(Region pointing data)

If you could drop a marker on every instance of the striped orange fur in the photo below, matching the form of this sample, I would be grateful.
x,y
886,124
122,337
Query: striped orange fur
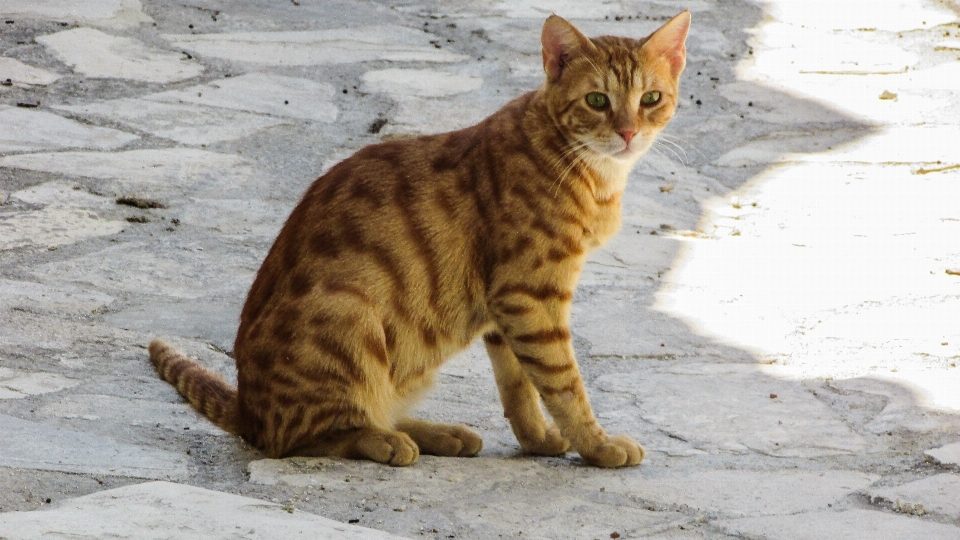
x,y
404,253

» **What you need to do**
The records above are to be quoted exactly, with all pictures left out.

» **Result of the exercise**
If you could drop a marker on every instance of the striped orange fur in the photo below, matching the form of this sample, I would be grateful.
x,y
886,124
122,337
Query: striped orange fur
x,y
404,253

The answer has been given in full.